Action item. The response must contain every line from the records below that has "slope".
-------- Dataset content --------
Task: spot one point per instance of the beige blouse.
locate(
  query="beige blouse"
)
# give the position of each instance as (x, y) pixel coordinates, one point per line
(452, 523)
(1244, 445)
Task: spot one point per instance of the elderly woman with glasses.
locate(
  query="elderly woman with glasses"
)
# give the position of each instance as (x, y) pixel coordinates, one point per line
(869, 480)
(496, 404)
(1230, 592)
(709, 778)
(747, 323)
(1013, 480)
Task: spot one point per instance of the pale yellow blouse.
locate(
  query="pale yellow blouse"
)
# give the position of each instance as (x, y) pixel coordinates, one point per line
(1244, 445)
--------
-------- Dataset content --------
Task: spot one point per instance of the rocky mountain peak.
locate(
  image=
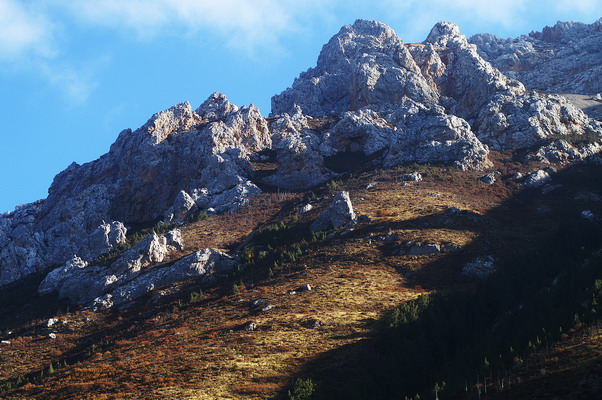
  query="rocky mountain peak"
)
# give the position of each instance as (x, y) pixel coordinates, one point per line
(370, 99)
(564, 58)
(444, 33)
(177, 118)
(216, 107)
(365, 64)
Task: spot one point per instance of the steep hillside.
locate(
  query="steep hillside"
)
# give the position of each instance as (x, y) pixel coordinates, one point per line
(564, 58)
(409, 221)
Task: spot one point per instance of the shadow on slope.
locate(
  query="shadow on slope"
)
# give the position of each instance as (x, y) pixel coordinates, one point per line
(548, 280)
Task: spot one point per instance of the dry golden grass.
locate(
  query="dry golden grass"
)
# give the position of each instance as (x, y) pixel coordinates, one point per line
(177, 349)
--------
Task result.
Task: spot one point per instance of the shadow on slope.
  query="shadow on slope"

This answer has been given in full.